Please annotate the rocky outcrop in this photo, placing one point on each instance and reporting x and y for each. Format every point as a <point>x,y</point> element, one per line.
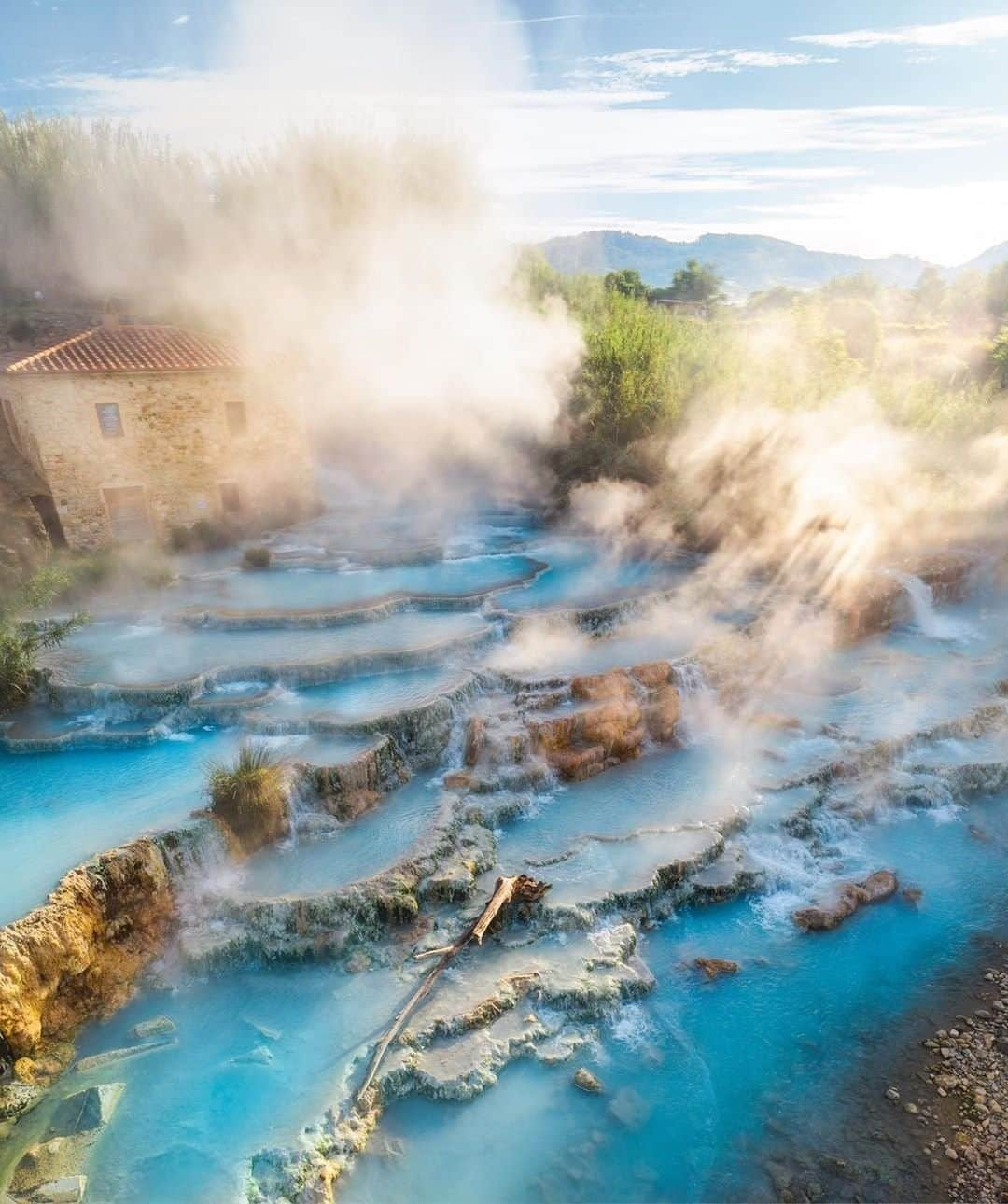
<point>847,898</point>
<point>714,967</point>
<point>535,1001</point>
<point>587,1082</point>
<point>613,714</point>
<point>78,955</point>
<point>75,1126</point>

■ ■ ■ ■

_CONSIGNE_
Répétez toutes ces lignes mot pour mot, en laissant de côté les images.

_RÉSULTAT OBTENU_
Please annotate the rocky outcrop in this photo, placing one point on each instance and reporting x and y for each. Format every point as a <point>x,y</point> element, one per line.
<point>847,898</point>
<point>714,967</point>
<point>535,1001</point>
<point>587,1082</point>
<point>613,714</point>
<point>78,955</point>
<point>75,1126</point>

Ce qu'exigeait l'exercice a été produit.